ACTIVITY: Give every entry again, word for word and in full.

RECORDED DATA:
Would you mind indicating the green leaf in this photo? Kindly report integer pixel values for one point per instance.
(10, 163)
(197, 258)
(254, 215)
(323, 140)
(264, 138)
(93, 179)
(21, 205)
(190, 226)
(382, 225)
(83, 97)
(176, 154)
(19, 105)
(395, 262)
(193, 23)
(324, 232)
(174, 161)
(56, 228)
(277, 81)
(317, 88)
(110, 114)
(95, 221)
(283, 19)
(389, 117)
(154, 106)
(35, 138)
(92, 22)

PROBLEM SOLUTION:
Would you mind indicating the green leaf in this photo? Kindly report integer pixel values for one point per instance.
(10, 163)
(197, 258)
(254, 215)
(323, 140)
(264, 138)
(93, 179)
(21, 205)
(190, 226)
(382, 225)
(83, 97)
(176, 154)
(19, 105)
(395, 262)
(193, 23)
(324, 232)
(174, 161)
(56, 228)
(277, 81)
(317, 88)
(110, 114)
(95, 221)
(283, 19)
(389, 117)
(154, 106)
(35, 138)
(92, 22)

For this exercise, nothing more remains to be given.